** What to work on **
Answer these questions using the page on Open WebUI for LLM services.
1. Which file defines the basic configurations for deployment?
2. Which flag is used to perform client-side service discovery?
3. What HTTP status code must a service return to be included in the final OPENAI_API_BASE_URLS?

** Exercise passage **
Open WebUI for LLM Services#
This Helm Chart deploys a WebUI for aggregating deployed LLM services within the cluster.
Deploying the Workload#
The basic configurations for deployment are defined in the values.yaml file.
To deploy the service, execute the following command from the Helm folder:
helm template <release-name> . | kubectl apply -f -
Automatic Discovery and Health Checks for LLM Services#
OpenAI-compatible endpoints can by specified by the user through the env_vars.OPENAI_API_BASE_URLS environment variable. Additionally, service discovery is used to include all OpenAI-compatible LLM inference
services running in the same namespace.
Client-Side Service Discovery (Optional)#
Client-side discovery can be performed using the --dry-run=server flag:
helm template <release-name> . --dry-run=server | kubectl apply -f -
For a service to be included in OPENAI_API_BASE_URLS_AUTODISCOVERY during client-side discovery:
The service must be running in the same namespace.
The service name must start with
llm-inference-.
Server-Side Service Discovery#
The system performs server-side discovery of LLM inference services automatically. For a service to be included, the following conditions must be met:
The service must be running in the same namespace.
The service name must start with
llm-inference-.The pod’s service account must have the necessary permissions to check running services in the namespace (configured via role-binding).
Health Checks and Filtering#
Before finalizing OPENAI_API_BASE_URLS and starting the service, the URLs specified by the user and the auto-discovered services are merged, and filtered based on a health check.
For a service to be included in the final OPENAI_API_BASE_URLS:
The service must respond successfully to the
/v1/modelsendpoint with an HTTP status code of 200.
The final OPENAI_API_BASE_URLS determines what services/models are included in Open WebUI interface.

** Data supplied **
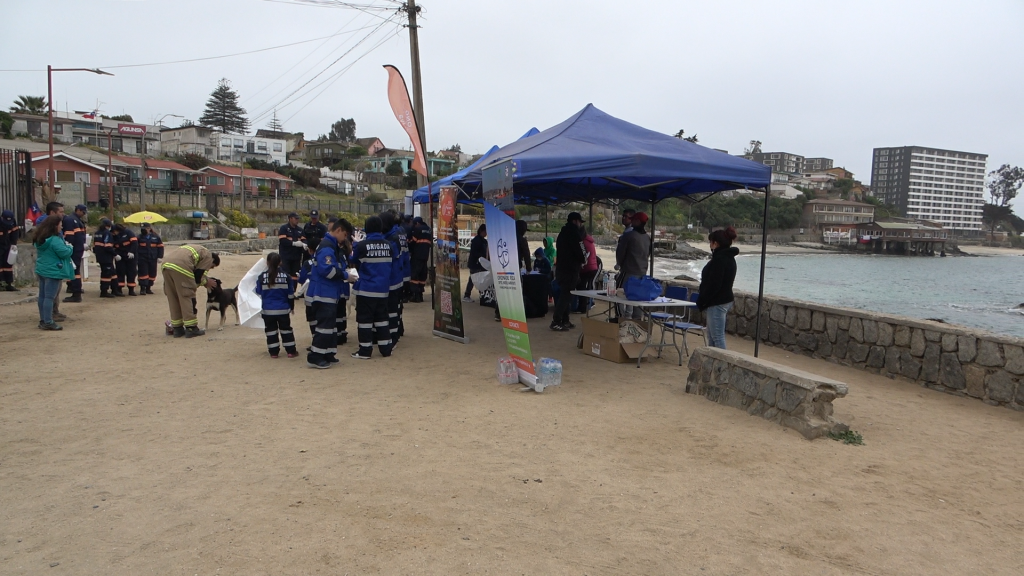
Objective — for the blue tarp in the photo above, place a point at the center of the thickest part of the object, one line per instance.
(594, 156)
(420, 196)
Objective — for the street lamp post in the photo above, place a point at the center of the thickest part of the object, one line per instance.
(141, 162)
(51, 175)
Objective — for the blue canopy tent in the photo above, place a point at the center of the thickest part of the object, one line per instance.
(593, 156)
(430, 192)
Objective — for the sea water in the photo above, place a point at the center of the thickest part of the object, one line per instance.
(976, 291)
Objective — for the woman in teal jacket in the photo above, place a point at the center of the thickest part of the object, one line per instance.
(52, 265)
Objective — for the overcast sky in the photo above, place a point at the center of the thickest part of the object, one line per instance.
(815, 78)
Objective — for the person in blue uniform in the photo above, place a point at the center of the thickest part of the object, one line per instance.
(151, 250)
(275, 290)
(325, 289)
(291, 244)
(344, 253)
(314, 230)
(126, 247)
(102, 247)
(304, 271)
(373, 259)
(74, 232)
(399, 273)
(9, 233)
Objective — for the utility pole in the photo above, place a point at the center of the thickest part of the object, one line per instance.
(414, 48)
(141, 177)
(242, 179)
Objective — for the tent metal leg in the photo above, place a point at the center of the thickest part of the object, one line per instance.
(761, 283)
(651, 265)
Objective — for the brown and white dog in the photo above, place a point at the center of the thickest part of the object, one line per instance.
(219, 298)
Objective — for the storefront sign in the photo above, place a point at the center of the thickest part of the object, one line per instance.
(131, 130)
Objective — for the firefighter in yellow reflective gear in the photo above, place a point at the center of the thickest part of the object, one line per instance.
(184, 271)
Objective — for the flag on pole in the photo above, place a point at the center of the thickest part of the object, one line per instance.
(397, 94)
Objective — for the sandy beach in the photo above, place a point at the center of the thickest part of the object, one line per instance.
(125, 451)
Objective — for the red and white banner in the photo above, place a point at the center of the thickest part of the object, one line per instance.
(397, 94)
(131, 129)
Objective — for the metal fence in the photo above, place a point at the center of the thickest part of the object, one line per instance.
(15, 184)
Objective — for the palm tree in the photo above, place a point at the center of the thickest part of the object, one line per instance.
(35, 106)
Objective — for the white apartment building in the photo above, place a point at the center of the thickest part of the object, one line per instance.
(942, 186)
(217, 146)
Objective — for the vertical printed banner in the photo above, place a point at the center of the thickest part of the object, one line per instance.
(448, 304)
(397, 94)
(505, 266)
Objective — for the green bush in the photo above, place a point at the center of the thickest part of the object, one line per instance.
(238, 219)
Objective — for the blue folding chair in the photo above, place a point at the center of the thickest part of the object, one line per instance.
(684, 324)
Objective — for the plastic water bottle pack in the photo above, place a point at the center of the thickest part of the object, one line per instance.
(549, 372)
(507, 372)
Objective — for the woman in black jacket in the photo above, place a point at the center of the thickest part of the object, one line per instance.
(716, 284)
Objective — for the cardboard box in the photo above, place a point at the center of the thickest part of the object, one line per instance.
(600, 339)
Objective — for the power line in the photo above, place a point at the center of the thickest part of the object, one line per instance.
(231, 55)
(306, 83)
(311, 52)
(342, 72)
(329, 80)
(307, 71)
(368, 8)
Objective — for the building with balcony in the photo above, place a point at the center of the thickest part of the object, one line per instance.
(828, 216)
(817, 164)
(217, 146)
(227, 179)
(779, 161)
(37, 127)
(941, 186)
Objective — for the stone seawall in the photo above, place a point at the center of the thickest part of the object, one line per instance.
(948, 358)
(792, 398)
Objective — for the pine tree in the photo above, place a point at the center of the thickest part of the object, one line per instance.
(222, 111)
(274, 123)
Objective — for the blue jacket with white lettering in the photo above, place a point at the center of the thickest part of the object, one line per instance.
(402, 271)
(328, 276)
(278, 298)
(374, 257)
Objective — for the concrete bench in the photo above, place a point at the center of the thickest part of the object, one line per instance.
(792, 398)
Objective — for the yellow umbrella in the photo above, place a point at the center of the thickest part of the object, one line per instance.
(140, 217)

** Output below **
1. The values.yaml file.
2. The --dry-run=server flag.
3. 200.